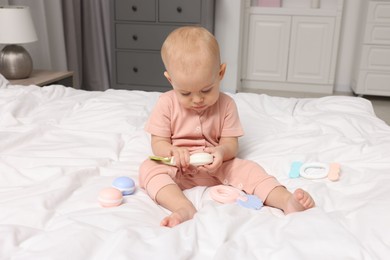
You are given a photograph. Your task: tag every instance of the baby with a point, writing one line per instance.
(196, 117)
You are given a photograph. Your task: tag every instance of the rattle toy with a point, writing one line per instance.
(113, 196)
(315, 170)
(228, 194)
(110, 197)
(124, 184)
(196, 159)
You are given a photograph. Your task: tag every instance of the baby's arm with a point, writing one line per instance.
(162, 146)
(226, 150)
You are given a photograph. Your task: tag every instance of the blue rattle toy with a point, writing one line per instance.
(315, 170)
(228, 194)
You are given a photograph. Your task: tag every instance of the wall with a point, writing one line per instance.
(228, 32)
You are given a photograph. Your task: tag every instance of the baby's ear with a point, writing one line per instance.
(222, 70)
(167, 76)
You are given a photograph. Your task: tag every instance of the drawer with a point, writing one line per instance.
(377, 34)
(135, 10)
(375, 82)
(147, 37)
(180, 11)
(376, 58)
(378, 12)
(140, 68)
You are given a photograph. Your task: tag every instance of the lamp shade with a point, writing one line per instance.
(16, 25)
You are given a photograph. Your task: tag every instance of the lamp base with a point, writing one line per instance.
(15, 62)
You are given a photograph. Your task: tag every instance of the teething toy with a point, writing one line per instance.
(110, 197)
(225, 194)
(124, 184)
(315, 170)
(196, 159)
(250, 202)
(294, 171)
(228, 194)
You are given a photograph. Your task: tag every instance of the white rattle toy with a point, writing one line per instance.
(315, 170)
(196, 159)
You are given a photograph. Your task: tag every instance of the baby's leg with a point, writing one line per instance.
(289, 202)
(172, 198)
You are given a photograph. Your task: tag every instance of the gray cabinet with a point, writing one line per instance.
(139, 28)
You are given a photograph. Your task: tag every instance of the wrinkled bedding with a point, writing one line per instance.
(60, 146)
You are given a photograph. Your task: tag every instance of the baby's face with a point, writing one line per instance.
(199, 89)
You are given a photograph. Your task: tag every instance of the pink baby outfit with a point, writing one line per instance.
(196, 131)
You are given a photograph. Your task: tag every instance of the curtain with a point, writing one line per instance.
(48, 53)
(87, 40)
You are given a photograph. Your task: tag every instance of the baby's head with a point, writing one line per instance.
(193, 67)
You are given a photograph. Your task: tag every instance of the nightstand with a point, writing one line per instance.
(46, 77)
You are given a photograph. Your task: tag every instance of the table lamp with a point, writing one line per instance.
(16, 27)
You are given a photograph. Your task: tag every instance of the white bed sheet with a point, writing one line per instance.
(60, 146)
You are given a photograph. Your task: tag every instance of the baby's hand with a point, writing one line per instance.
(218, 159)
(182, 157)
..............................
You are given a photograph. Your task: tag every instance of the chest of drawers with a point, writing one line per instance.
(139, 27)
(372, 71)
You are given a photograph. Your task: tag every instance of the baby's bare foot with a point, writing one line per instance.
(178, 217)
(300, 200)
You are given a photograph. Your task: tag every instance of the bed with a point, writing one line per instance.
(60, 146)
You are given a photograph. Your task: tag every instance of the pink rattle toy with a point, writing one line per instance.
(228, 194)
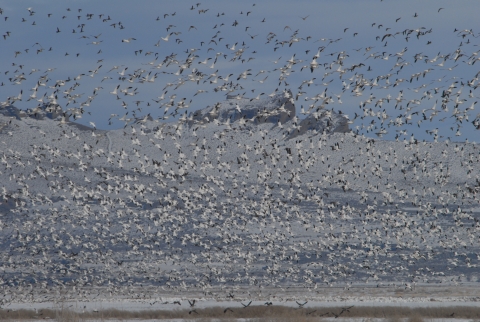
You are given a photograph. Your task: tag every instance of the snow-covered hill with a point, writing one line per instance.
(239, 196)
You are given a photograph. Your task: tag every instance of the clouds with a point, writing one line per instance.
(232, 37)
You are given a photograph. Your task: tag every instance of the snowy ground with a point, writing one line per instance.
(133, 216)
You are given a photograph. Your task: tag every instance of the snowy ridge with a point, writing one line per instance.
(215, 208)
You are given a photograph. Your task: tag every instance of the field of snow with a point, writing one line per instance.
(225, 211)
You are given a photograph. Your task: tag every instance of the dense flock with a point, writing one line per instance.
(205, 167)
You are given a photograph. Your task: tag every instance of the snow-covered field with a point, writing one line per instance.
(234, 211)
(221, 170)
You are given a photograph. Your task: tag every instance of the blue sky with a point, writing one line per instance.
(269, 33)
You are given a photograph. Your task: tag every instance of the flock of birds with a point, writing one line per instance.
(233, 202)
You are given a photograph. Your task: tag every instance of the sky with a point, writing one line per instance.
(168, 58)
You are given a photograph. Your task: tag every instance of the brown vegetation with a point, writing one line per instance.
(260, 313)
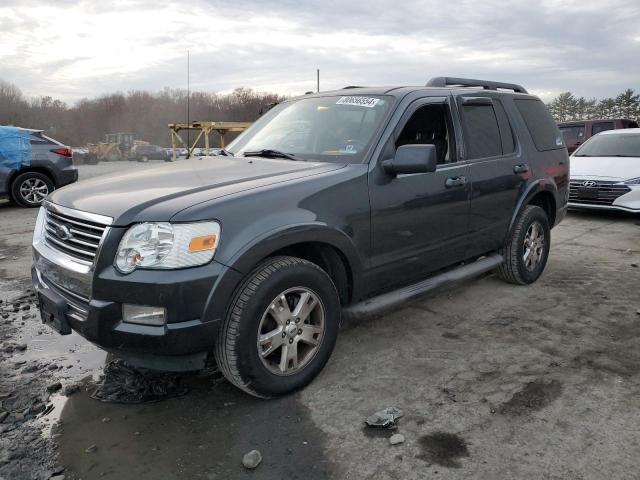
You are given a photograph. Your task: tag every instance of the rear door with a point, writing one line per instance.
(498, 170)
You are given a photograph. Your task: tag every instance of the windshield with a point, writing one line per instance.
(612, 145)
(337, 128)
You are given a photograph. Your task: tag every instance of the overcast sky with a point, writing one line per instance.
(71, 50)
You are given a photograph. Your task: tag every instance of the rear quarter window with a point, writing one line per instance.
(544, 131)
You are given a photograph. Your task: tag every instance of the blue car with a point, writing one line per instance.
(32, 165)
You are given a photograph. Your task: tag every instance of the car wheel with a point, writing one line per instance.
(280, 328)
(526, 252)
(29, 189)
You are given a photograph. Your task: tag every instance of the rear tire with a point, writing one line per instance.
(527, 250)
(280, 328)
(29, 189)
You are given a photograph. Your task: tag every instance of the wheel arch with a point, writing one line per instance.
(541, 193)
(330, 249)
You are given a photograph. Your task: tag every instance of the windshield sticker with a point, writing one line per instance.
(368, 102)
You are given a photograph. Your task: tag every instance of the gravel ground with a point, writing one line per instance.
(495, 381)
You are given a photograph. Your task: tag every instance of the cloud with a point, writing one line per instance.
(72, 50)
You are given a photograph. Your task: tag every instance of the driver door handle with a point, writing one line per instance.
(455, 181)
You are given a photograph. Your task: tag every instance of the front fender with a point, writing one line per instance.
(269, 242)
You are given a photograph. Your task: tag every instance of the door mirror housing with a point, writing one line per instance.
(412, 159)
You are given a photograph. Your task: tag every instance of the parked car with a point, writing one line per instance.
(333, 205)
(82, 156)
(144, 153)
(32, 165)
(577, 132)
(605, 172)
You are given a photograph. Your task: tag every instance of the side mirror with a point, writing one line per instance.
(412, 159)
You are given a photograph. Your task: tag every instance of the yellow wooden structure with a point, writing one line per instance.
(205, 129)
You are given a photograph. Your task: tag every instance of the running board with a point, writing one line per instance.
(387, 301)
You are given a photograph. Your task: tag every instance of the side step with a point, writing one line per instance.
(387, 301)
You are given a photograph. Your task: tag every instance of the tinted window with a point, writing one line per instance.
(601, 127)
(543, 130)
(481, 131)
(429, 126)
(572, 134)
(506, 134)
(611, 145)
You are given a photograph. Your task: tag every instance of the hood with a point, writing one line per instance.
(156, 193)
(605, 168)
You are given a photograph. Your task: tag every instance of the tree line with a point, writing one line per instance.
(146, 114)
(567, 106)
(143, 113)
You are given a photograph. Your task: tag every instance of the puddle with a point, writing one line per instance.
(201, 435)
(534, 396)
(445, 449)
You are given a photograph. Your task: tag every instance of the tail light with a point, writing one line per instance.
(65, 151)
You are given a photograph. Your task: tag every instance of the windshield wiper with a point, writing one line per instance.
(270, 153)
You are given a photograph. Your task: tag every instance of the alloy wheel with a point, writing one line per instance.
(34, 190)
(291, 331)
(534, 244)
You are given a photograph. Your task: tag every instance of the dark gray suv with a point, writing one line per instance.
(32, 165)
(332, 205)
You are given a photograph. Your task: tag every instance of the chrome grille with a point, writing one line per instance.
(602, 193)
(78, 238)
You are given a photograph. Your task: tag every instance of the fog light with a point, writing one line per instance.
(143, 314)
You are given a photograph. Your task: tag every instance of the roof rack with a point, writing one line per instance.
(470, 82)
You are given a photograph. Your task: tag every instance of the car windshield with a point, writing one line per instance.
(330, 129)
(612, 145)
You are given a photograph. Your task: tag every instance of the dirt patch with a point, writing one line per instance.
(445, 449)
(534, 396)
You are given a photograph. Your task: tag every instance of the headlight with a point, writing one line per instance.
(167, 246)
..............................
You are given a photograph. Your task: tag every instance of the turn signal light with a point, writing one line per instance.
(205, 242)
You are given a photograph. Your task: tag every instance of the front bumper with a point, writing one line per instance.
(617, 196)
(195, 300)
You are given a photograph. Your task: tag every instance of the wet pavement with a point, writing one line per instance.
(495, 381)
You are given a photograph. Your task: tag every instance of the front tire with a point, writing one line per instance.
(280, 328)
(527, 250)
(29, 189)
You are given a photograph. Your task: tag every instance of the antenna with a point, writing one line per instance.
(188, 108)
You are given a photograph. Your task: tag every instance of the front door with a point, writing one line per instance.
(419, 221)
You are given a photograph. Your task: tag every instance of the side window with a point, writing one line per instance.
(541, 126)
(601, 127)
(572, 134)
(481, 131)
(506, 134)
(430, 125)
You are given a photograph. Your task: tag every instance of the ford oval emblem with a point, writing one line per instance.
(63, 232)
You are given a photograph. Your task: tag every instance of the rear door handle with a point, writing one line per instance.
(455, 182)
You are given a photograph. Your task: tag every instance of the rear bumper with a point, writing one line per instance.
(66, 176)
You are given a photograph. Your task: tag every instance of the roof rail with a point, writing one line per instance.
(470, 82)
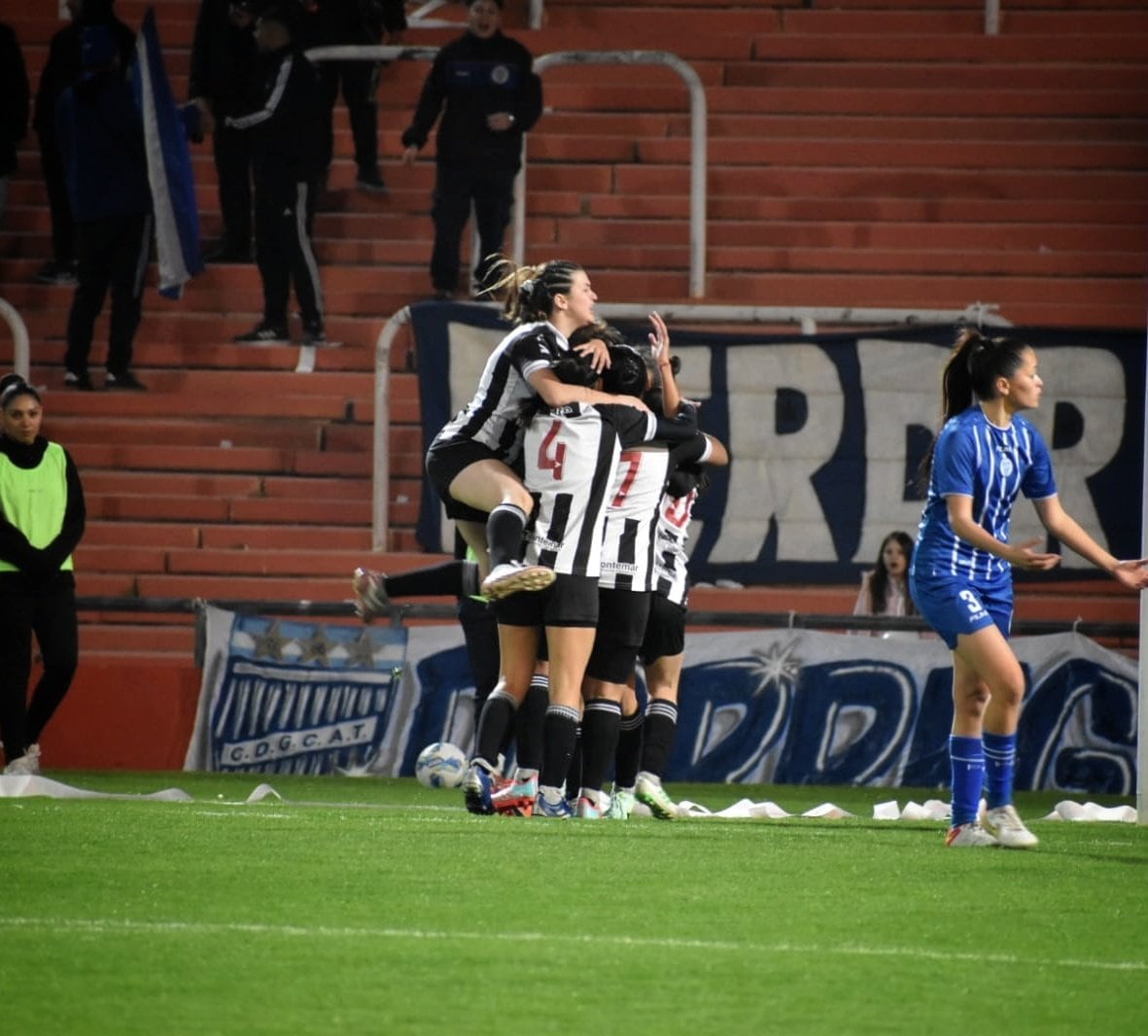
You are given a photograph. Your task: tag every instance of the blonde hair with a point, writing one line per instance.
..............................
Report every line of the listing above that contains the word "door", matching case exactly.

You are given a photograph. Your task: tag every instance of the rear door with a point, writing one line per instance.
You are given a photograph. Your task: tag every instance of the driver door handle with a point, writing one line per instance.
You are given a photograph. Your task: tag every instance of the door mirror housing with a point, writing one line per instance.
You are given a photograph. Your task: tag every instance of the front door with a point, writing one line per instance.
You are given a photograph. Your task: tag every instance of the rear door handle with a point, writing one line per instance.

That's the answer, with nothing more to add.